PROBLEMS TO WORK ON:
- 1) According to the MMS health care statement, what three outcomes would each attempt this year to repeal the Affordable Care Act have produced?
- 2) Who released the MMS health care statement?
- 3) Pick up the MMS health care statement after its final sentence and continue it.

GIVEN TEXT:
- - - -
Massachusetts Medical Society: MMS Statement Regarding America’s Health Care System

MMS Statement Regarding America’s Health Care System

Henry L. Dorkin, MD, FAAP, President of the Massachusetts Medical Society, released the following statement:

“It is now clear that health care for our nation is in dire jeopardy.

“Every attempt at repeal of the Affordable Care Act this year would have replaced the law with a system that would have stripped health care coverage from millions of Americans, increased overall health care costs, and left many of our most vulnerable neighbors, friends, and family members at increased risk of becoming sicker. The goal of any health care legislation should be to improve the health and well-being of our neighbors – not to harm them through ill-conceived, impetuous action.

“With attempts at repeal ultimately proving unsuccessful, the Administration has instead turned its attention to actions that will dismantle and derail the systems and the protections afforded by the ACA. This puts at risk the tens of millions of Americans who currently have health care coverage through the ACA exchanges or through Medicaid expansion. It also impacts those Americans with other sources of insurance coverage, because when part of our health care system is torn apart, the rest of the system feels the effects.
- - - -
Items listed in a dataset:
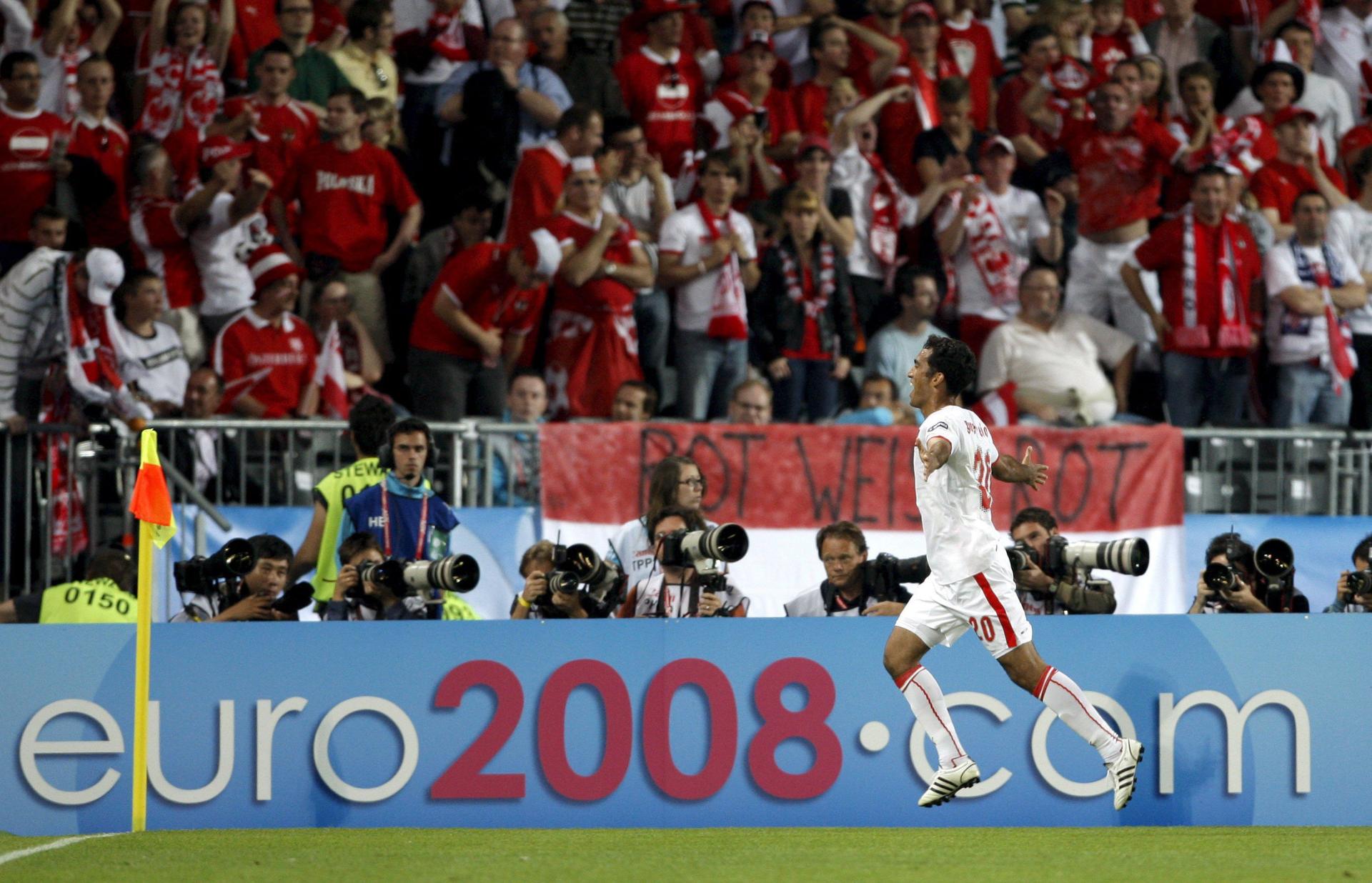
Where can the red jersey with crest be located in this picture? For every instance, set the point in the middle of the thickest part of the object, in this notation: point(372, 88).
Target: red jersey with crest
point(25, 176)
point(343, 201)
point(973, 50)
point(1120, 173)
point(477, 280)
point(107, 144)
point(663, 96)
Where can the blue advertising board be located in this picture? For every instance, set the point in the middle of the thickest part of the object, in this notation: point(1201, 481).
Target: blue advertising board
point(680, 723)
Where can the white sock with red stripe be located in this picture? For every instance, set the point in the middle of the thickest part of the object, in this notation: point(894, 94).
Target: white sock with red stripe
point(926, 701)
point(1063, 697)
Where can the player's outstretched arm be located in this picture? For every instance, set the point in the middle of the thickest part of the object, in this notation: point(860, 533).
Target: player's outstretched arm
point(1020, 471)
point(933, 454)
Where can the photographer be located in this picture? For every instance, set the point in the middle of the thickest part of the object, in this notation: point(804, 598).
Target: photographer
point(675, 482)
point(104, 595)
point(680, 592)
point(374, 602)
point(1353, 593)
point(847, 589)
point(1075, 592)
point(1230, 550)
point(537, 602)
point(252, 597)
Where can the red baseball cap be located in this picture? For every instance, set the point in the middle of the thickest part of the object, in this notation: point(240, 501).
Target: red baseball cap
point(1290, 114)
point(220, 149)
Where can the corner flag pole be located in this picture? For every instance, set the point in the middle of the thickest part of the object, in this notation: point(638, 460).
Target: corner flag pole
point(153, 508)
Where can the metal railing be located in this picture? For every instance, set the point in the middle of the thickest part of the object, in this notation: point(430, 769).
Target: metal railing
point(493, 464)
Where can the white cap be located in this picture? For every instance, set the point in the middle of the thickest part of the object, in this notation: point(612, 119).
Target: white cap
point(549, 253)
point(106, 271)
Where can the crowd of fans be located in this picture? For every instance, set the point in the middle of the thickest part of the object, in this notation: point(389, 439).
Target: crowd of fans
point(1131, 210)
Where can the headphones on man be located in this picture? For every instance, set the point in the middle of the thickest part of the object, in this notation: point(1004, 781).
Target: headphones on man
point(386, 457)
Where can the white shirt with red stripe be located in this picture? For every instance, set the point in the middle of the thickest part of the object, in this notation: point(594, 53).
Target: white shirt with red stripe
point(955, 501)
point(216, 241)
point(162, 247)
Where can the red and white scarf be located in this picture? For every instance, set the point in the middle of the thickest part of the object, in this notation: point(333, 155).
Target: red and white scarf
point(985, 236)
point(822, 291)
point(1234, 324)
point(729, 311)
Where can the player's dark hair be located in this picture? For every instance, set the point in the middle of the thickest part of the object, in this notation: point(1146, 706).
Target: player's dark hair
point(1035, 514)
point(368, 421)
point(575, 117)
point(650, 394)
point(271, 547)
point(840, 531)
point(13, 61)
point(356, 544)
point(953, 359)
point(1233, 547)
point(693, 519)
point(1363, 550)
point(128, 287)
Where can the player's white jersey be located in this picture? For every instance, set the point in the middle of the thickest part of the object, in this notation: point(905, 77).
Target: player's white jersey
point(955, 501)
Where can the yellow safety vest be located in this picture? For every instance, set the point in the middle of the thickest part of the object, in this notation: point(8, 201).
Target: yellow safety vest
point(88, 601)
point(335, 489)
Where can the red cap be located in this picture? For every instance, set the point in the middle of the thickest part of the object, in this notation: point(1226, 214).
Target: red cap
point(759, 39)
point(921, 9)
point(811, 141)
point(220, 149)
point(268, 264)
point(1290, 114)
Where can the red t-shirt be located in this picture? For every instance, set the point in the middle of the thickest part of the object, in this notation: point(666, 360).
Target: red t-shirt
point(343, 199)
point(973, 50)
point(535, 188)
point(274, 365)
point(25, 177)
point(107, 144)
point(1120, 173)
point(162, 247)
point(665, 98)
point(1163, 253)
point(478, 281)
point(1276, 186)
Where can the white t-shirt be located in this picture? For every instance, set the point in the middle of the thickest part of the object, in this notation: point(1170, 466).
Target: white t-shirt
point(1057, 362)
point(1351, 229)
point(685, 234)
point(214, 241)
point(854, 173)
point(1296, 338)
point(955, 501)
point(155, 365)
point(1024, 220)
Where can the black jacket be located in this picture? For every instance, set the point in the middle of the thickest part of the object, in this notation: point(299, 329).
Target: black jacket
point(778, 322)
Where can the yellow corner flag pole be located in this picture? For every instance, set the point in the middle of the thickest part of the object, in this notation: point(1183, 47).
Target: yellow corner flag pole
point(153, 508)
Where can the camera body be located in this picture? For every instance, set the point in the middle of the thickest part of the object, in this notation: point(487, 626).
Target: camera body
point(1125, 556)
point(578, 569)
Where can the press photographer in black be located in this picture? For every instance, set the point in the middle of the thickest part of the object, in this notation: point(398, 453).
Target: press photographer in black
point(1073, 590)
point(852, 584)
point(1242, 579)
point(685, 584)
point(1353, 593)
point(239, 583)
point(367, 599)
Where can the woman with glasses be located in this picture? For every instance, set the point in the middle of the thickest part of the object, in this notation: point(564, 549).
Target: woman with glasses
point(675, 482)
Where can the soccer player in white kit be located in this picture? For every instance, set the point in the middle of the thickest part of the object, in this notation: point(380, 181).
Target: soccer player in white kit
point(972, 584)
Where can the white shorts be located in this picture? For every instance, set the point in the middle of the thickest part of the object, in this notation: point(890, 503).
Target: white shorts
point(985, 602)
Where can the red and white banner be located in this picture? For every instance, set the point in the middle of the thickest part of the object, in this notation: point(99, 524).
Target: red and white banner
point(787, 482)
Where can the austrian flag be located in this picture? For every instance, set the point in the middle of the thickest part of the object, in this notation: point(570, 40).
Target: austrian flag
point(151, 501)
- - - -
RESULTS IN ORDER:
- 1)
- Stripped health care coverage from millions of Americans
- Increased overall health care costs
- Left many of our most vulnerable neighbors, friends, and family members at increased risk of becoming sicker

- 2) Henry L. Dorkin, MD, FAAP, President of the Massachusetts Medical Society.

- 3)
“Despite the countless lives that are dependent upon the ACA, the Administration is clearly doing everything that it can to undermine this health care law. This is the wrong approach.

“The recent announcement regarding the end of cost-sharing reduction (CSR) subsidies to insurers is a signal that the Administration will do what it takes to make the infrastructure of the ACA crumble, regardless of any vote in Congress. Ending CSR subsidies would disproportionately impact the working-class families who rely on the subsidies to afford their needed health care coverage, and it will throw the system on which all of us depend – a system that took years to build – into upheaval. Perhaps it is no coincidence that this announcement came on the heels of an executive order allowing alternative, low-quality health plans with fewer benefits and less government protections.

“That’s not all. The Administration, through an act of rule-making from the Department of Health and Human Services (HHS), is working to make it easier for employers to refuse to cover essential provisions of women’s health care – critical health care services that should not be singled out as less worthy than other services. In addition, HHS has undermined the ACA’s annual open enrollment period; we can expect that this will cause many of our patients to inadvertently miss their opportunity to sign up for coverage in 2018, leaving them without any health insurance at all. This would be tragic and unacceptable.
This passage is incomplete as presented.